We were a very lean team. Had he told me that when I interviewed him there is no way he would have got the job but of course, he knew that. I contacted Human Resources and after much investigation they returned the verdict that no, he had no accommodation in place; yes, he had applied but was refused. So, he applied again.

In his application he called out every quality that is required for a QA Engineer and gave medical reasons why he could not be expected to display these qualities. In other words, he had medical proof that he was useless and couldn't do the job. Guess what? I already knew that. 

This accommodation process meant that he should be allowed to draw a healthy salary and use a desk for not just doing nothing, but even worse, doing just enough badly to cause everyone else twice as much work. If he had taken long term disability, at least I would not have to follow behind him and fix all his mistakes.

Don't get me wrong, I was not unsympathetic. It would have been so much easier for me had I not cared. I knew that he had a few issues, both physically and mentally. No one gets into their mid fifties without collecting baggage of one sort or another. We had discussed our individual experiences with psychotherapy—he knew that I understood and had personal experiences that matched his own. I also had a number of physical challenges, probably not quite matching his but like I said, no one gets into their fifties without that, and it was a long time since I had enjoyed my fifties. However, I was managing a team of engineers, while at the same time doing the same work they were because we were short staffed; and I had to go behind this particular engineer and clean up after him as he made the same mistakes over and over again. My belief was, if I could do it, so should he be able to.

I was bound by the archaic rules that Amazon had in place. (See this blog). I was obliged to either coach this person to prove he could raise the bar—not just meet it; or, prove conclusively that he could not. Of course he couldn't. The problem was that he was a very large, somewhat aggressive male and I am an extremely small female. There were occasions, during one on one meetings, when he stood over me yelling and waving his arms. It would have been quite terrifying if I had not already assessed him as a blustering coward; plus I had 4 years of aikido training behind me, a martial art that favors the smaller in a confrontation with a larger opponent. I was capable and prepared, to protect myself if necessary. As my assessment of him was correct, I never had to draw on my aikido skills.
....................
» **Directions**:
• 1. In the account of managing the QA engineer, how many years of aikido training did the narrator have?
• 2. Reproduce the passage of the account of managing the QA engineer between "In his application" and "all his mistakes.", inclusive.
• 3. Write the next part of the account of managing the QA engineer, picking up after its final sentence.
The items are material separate from the account of managing the QA engineer.

Natural-language object grounding data:
....................
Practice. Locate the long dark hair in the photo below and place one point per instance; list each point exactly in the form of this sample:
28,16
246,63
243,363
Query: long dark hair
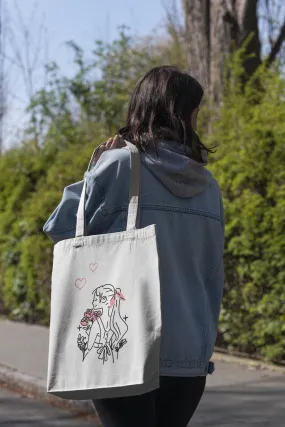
161,107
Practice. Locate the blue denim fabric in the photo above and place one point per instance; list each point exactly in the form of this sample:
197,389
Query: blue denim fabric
190,237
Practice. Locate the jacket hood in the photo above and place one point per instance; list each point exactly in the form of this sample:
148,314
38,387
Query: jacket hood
170,163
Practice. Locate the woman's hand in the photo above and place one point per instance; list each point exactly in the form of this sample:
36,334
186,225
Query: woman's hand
112,143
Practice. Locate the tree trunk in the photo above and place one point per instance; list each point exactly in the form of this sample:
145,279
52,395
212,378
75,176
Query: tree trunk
213,29
197,21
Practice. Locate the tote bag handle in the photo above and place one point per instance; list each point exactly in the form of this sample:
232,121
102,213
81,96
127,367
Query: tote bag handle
134,193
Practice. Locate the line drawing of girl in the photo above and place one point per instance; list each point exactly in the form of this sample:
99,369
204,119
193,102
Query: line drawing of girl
103,324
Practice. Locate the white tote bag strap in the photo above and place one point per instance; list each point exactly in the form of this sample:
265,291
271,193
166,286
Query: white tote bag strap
134,200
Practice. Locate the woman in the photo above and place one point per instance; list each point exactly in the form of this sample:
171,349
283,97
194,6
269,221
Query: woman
182,198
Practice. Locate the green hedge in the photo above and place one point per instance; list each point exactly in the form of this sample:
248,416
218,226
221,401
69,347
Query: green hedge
249,165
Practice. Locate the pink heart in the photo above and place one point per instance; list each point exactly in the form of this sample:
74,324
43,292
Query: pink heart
93,266
80,283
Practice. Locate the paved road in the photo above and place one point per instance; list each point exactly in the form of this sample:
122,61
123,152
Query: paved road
253,404
17,411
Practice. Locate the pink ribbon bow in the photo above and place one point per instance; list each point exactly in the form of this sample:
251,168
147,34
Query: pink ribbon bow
120,295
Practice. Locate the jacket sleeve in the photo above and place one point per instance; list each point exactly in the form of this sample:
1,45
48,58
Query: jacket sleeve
61,224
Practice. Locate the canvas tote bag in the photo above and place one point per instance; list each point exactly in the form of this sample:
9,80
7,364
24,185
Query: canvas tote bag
105,308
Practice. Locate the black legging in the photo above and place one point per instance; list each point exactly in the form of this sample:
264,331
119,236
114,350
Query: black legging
172,405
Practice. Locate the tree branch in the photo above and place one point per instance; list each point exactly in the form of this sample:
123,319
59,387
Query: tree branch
277,46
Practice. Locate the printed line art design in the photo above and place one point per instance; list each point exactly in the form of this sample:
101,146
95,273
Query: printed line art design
102,328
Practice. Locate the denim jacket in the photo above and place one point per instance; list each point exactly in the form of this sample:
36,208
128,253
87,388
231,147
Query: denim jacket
190,238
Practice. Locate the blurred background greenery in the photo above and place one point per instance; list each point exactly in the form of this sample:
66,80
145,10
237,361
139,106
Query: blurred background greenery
243,115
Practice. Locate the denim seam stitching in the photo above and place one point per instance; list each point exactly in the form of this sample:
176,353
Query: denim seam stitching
166,208
214,271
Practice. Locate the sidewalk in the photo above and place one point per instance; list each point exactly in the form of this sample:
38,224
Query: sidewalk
23,363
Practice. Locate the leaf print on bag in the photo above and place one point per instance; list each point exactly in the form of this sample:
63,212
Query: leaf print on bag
104,326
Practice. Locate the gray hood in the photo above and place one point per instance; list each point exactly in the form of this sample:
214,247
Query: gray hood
170,164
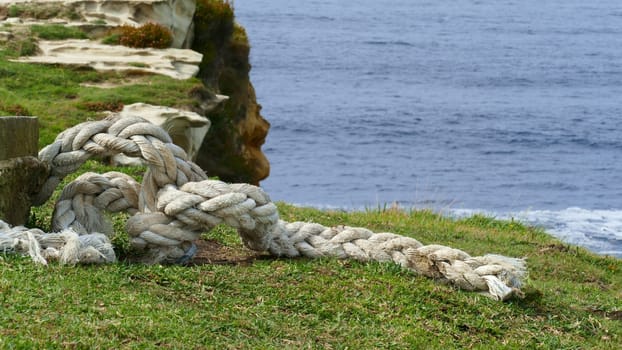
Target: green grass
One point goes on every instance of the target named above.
(572, 297)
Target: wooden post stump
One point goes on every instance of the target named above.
(21, 172)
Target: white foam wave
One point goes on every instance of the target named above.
(597, 230)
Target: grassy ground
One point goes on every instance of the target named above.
(256, 301)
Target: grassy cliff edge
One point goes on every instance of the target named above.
(235, 298)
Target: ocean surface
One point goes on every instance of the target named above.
(509, 108)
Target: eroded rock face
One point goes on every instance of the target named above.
(232, 147)
(21, 173)
(175, 63)
(174, 14)
(187, 129)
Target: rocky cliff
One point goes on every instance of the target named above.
(201, 45)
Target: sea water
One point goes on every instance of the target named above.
(510, 108)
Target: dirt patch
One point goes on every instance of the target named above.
(212, 252)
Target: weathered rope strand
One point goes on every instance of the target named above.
(176, 203)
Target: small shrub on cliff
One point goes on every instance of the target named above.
(214, 25)
(148, 35)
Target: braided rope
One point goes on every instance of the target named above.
(176, 203)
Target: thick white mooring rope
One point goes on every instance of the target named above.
(176, 203)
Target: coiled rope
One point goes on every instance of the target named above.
(176, 203)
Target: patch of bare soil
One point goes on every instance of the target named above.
(212, 252)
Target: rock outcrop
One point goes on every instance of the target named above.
(174, 14)
(175, 63)
(219, 52)
(187, 129)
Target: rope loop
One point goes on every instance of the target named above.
(176, 203)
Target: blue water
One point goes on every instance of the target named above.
(512, 108)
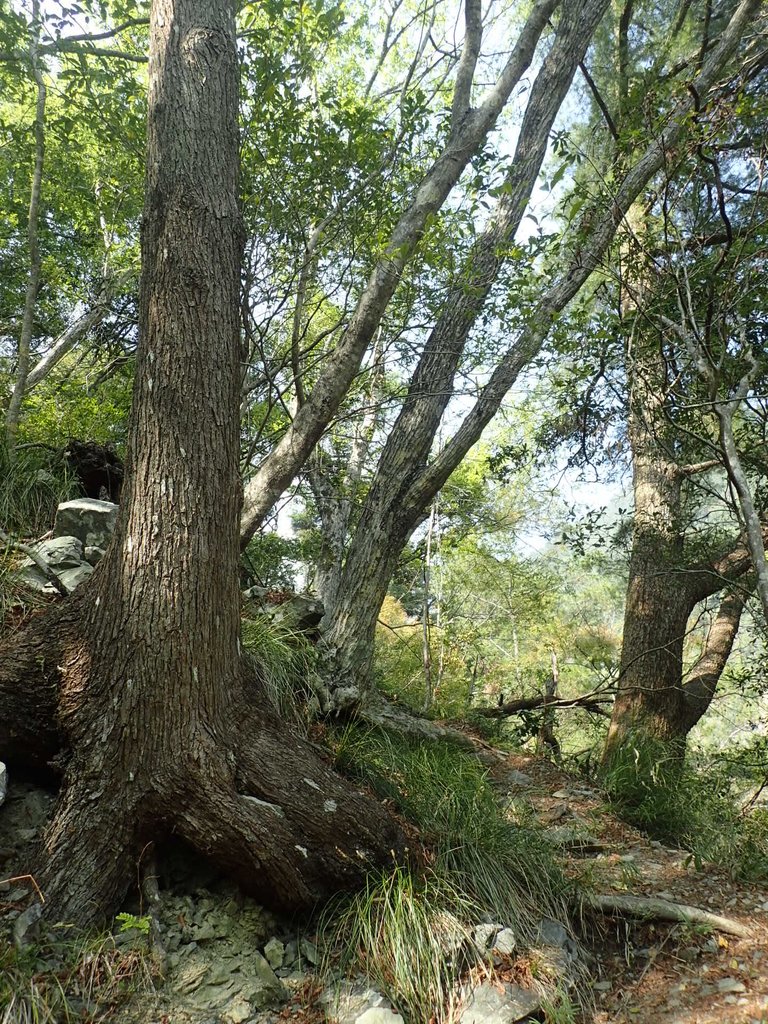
....................
» **Answers to the exercise**:
• 1. Four years.

• 2.
In his application he called out every quality that is required for a QA Engineer and gave medical reasons why he could not be expected to display these qualities. In other words, he had medical proof that he was useless and couldn't do the job. Guess what? I already knew that. 

This accommodation process meant that he should be allowed to draw a healthy salary and use a desk for not just doing nothing, but even worse, doing just enough badly to cause everyone else twice as much work. If he had taken long term disability, at least I would not have to follow behind him and fix all his mistakes.

• 3.
I bent the rules to try to help him. I explained to him firstly, that I didn't believe he could meet the bar and second, that he would be far better advised to start looking for a job outside Amazon while he was still working. I pointed out that he was very good at interviews and with his resume he would have no problem getting another job. He was actually offended by everything I said and complained to HR about it.

Due to the various accommodations and legal implications, it took a full nine months of continuous coaching, yelling and other aggressive behavior (from him, not me); and worst of all, doing his job as well as my own (me, not him), before he finally left. Needless to say, it took me a long time to recover from that experience. Not only had I been dealing with an unhinged man feeling cornered, I was doing the work of two while also attempting to coach him. I was exhausted emotionally and physically. 

I must add that I received endless support from my HR representative, both moral and professional. I will be eternally grateful to that person, she helped to keep me sane through it all. However, that person was located in Seattle WA and I was in Austin TX. Physical support was not going to be forthcoming. But no, I didn't ask for an accommodation. I continued working until Amazon decided it no longer valued me and I was forced to retire. (See this blog for details). 

The good news is that I believe in silver linings and I am happy to report that I am now wallowing in my unexpected retirement.